The Wall Street Journal editorial page chooses to believe that government funding for research and development in technology has been largely irrelevant to the extraordinary successes of the American technology sector. This distortion of history constitutes another example of the bubble that so many conservative thinkers in the US walk around in. An example of this distortion of history can be seen in the op-ed "Who Really Invented the Internet" that former WSJ editorial board member Gordon Crovitz published July 22, 2012. That essay is so full of errors of fact and misconceptions about the history of computing that it deserves an in-depth analysis. The point of this analysis is not to excoriate one particular author, but to shed light on conservative America's systematic, ideologically-driven underestimation of the value of government. The source of information for my analysis of Crovitz' article is "Funding a Revolution: Government support for Computing Research", a book created by the National Research Council and published by the National Academies Press. It is written by representatives of both industry and government, many of whom participated in the developments described. Page citations below are to that book.

* Challenge 1: Please say whether each statement agrees with the passage on government funding of computing research, answering yes or no and quoting the words that decide it: (a) Crovitz's op-ed appeared on July 22, 2012. (b) The analysis aims mainly to attack Gordon Crovitz himself. (c) The source book was written only by government representatives.
* Challenge 2: Extend the passage on government funding of computing research, picking up after its final sentence.

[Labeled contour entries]
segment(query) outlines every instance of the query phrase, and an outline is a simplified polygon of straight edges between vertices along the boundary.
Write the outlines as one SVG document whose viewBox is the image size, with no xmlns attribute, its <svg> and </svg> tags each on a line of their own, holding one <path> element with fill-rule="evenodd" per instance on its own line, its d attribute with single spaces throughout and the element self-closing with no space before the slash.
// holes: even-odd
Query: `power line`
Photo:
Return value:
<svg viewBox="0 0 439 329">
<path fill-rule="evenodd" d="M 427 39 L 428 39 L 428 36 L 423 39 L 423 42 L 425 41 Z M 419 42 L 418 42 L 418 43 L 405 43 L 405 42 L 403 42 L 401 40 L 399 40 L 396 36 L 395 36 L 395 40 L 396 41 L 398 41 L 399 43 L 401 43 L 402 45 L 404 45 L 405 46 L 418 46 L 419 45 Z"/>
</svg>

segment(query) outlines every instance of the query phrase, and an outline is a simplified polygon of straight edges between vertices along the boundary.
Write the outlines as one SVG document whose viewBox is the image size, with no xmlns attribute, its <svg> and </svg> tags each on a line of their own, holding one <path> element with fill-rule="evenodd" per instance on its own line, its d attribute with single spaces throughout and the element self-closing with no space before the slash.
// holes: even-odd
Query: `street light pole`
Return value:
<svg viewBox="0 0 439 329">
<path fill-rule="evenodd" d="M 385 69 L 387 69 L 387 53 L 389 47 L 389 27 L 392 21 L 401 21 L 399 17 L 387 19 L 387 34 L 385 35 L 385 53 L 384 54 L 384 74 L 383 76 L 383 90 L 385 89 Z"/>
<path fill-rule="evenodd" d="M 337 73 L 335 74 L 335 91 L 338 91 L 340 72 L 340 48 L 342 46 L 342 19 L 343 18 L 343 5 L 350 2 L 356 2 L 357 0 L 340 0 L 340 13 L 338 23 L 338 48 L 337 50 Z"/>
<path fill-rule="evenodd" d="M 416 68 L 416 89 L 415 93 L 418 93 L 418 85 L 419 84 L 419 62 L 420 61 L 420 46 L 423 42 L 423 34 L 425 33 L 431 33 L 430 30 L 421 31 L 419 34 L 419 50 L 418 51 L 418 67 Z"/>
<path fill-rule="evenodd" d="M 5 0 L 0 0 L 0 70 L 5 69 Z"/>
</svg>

* Response 1:
(a) Yes: "published July 22, 2012"
(b) No: "The point of this analysis is not to excoriate one particular author"
(c) No: "It is written by representatives of both industry and government"

* Response 2:
- To begin with, the article asserts that the governement played only a "modest" role in the creation of the internet, and that "full credit goes to the company... Xerox" for their development of the Ethernet protocol. Unfortunately for Crovitz, Ethernet is not actually what the internet runs on. Ethernet is indeed a valuable protocol, but the internet runs on TCP/IP. And in any case, Ethernet was built on the ideas of Aloha, a project funded by the government DARPA (Defense Advanced Research Projects) program (p. 175). Additionally, it is worth noting that at first many believed that PCs lwere too limited to function as ethernet-connected network hosts, but a DARPA funded project built an efficient TCP/IP implementation for the Xerox Alto and then for the IBM PC (p. 176).
- Crovitz grossly misstates history when he asserts that, "The federal government was involved, modestly, [in the creation of the internet] via the Pentagon's Advanced Research Projects Agency Network". As "Funding a Revolution" points out, the internet "is the result of numerous projects in computer networking, mostly funded by the federal government, carried out over the last 40 years" (p. 169). ARPA had a series of visionary leaders who understood what computers could become and drove the development of the modern computer age. They didn't just fund a few projects here and there, they conceived ideas fundamental to modern computing and found the people who could implement them, often bypassing the more rigid companies like IBM in favor of startups like Bolt, Beranek, and Newman, the actual creators of the internet.
- Crovitz's statement that the ARPANET was not an internet is a red herring. The ARPANET was the first packet-switched network in history, and the project led to the creation of the networking protocols that would make the internet possible. Along the way, it also created email, ftp, and telnet (pp. 173-4). The ARPANET used the NCP protocol, which was only useful within a single network, but it was ARPA's Robert Kahn in 1973 who worked with Vinton Cerf to create TCP/IP, which allows disparate networks to communicate (p. 174). The work to transform TCP/IP from concept to reality was also carried out under ARPA contract (p. 174).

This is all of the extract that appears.